§ **Entries shown**:
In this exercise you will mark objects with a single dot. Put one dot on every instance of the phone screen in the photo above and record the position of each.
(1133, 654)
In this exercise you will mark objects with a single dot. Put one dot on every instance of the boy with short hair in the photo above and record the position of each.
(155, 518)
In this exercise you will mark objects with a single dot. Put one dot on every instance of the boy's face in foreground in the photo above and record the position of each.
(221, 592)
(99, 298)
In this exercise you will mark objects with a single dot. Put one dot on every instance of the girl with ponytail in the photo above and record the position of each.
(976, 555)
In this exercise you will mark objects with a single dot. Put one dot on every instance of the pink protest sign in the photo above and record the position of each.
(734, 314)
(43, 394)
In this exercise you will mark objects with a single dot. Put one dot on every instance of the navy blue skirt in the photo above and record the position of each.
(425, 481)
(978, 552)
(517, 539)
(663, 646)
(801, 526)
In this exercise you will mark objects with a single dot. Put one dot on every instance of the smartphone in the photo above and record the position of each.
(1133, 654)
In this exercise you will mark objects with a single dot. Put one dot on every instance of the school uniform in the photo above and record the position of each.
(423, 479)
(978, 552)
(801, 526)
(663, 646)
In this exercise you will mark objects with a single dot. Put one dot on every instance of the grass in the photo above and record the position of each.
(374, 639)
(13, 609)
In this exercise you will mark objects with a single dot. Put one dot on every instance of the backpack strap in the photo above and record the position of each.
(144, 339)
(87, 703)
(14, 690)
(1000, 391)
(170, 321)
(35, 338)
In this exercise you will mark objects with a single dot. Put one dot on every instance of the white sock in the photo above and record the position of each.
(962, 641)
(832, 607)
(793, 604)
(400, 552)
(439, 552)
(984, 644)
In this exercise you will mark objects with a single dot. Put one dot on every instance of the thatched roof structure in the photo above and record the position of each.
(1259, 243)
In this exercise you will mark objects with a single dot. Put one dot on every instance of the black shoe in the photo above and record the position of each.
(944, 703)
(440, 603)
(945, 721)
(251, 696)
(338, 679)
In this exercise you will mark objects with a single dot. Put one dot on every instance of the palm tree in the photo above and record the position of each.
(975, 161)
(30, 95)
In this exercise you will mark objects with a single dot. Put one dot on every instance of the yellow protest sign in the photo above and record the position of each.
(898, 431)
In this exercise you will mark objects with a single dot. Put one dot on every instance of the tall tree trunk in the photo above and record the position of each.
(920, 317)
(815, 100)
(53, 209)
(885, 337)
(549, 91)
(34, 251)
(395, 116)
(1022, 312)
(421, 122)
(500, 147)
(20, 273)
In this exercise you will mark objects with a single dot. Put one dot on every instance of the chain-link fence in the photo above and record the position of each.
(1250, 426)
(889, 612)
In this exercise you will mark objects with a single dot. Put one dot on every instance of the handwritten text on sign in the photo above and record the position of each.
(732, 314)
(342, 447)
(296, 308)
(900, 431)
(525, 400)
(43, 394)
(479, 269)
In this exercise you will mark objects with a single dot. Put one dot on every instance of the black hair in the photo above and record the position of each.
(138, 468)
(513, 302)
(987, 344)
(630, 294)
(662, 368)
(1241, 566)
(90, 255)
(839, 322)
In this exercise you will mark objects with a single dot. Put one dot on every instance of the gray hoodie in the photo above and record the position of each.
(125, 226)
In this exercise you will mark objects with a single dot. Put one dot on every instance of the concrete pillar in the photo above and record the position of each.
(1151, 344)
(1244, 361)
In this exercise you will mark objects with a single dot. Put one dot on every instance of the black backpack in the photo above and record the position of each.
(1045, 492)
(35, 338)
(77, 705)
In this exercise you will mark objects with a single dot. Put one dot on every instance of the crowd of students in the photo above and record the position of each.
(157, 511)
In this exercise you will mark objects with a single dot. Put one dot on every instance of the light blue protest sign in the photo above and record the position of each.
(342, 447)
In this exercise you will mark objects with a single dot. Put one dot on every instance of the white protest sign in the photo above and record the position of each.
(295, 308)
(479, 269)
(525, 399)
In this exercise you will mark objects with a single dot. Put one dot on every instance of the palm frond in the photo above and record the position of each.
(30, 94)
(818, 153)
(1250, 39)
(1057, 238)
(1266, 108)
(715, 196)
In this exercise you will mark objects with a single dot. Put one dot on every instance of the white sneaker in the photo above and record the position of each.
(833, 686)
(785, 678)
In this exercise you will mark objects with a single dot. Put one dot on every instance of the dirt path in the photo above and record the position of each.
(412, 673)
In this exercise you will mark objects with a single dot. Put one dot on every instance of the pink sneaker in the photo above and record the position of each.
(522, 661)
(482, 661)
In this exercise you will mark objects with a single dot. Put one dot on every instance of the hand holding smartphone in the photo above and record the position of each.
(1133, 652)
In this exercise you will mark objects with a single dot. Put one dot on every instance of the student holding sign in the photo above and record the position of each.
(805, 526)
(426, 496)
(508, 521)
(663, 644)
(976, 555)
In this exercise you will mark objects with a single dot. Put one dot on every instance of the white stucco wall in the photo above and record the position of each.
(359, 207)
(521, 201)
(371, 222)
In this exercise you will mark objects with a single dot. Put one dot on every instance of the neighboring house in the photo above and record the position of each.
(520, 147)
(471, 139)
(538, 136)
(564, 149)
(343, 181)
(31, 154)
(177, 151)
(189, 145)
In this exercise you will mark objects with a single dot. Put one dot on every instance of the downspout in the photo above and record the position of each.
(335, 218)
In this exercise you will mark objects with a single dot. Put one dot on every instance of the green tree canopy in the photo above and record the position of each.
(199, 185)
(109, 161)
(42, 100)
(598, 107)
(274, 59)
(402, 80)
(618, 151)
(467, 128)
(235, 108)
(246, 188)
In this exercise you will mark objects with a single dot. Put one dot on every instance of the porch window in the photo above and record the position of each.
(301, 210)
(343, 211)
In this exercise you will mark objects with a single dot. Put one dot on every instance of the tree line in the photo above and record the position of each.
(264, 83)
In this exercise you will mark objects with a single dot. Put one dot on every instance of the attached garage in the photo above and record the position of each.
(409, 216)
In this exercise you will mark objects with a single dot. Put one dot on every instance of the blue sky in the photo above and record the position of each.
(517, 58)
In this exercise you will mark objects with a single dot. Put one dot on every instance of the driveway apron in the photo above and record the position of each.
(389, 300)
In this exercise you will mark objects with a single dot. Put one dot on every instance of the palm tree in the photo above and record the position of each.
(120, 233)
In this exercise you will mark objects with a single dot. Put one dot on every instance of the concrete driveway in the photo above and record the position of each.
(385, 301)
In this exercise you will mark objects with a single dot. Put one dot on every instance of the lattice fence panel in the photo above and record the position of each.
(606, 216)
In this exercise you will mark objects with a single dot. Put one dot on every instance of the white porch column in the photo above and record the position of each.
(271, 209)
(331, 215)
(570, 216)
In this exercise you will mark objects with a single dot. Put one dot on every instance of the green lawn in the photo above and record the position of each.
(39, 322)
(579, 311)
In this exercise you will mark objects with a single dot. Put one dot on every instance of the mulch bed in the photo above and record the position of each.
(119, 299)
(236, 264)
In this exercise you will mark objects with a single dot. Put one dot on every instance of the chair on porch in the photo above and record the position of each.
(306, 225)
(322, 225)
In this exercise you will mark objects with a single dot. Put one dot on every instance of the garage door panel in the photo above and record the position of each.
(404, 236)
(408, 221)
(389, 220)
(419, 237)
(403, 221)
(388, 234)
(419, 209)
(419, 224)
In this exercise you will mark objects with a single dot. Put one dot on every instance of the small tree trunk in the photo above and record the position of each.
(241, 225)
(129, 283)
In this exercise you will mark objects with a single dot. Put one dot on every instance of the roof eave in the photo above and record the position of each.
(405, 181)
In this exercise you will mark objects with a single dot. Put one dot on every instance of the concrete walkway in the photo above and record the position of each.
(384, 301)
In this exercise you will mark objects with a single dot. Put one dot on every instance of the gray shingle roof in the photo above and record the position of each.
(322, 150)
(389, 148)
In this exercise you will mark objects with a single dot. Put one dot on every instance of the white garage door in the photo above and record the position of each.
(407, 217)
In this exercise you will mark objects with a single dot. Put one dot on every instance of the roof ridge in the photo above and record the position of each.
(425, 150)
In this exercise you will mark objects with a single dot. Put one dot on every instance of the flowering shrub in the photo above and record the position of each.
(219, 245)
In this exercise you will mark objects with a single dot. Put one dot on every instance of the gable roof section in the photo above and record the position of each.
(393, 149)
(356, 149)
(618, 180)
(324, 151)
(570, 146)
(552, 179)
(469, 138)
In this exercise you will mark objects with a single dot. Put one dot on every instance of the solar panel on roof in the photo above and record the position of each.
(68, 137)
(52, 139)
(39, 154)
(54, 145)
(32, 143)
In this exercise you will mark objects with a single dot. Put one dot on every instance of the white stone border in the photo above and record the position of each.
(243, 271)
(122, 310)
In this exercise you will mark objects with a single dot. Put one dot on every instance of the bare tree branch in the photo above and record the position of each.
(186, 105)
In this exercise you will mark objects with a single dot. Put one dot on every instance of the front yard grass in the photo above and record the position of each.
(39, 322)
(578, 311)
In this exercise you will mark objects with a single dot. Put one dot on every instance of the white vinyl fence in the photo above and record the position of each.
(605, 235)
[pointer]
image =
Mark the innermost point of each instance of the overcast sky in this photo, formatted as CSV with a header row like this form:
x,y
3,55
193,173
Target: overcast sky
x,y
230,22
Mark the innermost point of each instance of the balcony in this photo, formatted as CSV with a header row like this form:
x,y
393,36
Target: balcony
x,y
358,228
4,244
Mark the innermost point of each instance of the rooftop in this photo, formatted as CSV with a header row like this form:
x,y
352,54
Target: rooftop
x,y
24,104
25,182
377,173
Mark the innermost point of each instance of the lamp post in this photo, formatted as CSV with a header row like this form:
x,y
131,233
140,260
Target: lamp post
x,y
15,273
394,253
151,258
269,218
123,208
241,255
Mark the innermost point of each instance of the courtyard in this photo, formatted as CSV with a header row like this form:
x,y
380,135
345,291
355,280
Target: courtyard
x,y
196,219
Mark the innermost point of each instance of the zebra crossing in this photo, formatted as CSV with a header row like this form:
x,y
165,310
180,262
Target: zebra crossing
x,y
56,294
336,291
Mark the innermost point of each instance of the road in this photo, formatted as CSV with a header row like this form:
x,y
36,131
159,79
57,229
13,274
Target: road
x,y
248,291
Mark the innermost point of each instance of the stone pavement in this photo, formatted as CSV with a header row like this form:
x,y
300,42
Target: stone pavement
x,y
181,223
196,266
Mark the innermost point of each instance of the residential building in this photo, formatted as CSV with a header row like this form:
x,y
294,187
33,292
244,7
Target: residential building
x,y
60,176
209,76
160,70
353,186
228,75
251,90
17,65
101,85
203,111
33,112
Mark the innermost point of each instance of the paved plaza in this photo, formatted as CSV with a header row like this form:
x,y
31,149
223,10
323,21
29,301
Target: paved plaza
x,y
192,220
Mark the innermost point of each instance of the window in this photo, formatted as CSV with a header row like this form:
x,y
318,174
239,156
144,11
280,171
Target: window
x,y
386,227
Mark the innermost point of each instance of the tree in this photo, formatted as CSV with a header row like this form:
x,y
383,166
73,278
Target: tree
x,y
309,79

§ **To be done**:
Write out everything from the line containing "Mark the innermost point of each instance of the window" down to the end of the material, requests included. Multiply every coordinate in the answers by 2.35 and round to whole numbers with halves going up, leaving the sample coordinates in the requests as they are.

§ **Response for this exercise**:
Mark the innermost point of each instance of the window in this photo, formatted as CSV with a header row like this form:
x,y
318,174
239,156
144,11
280,171
Target: window
x,y
907,533
Mark the innermost point of each instance of the tree in this photo, formatted as CSV with a header row like this form:
x,y
383,166
73,278
Target: tree
x,y
726,186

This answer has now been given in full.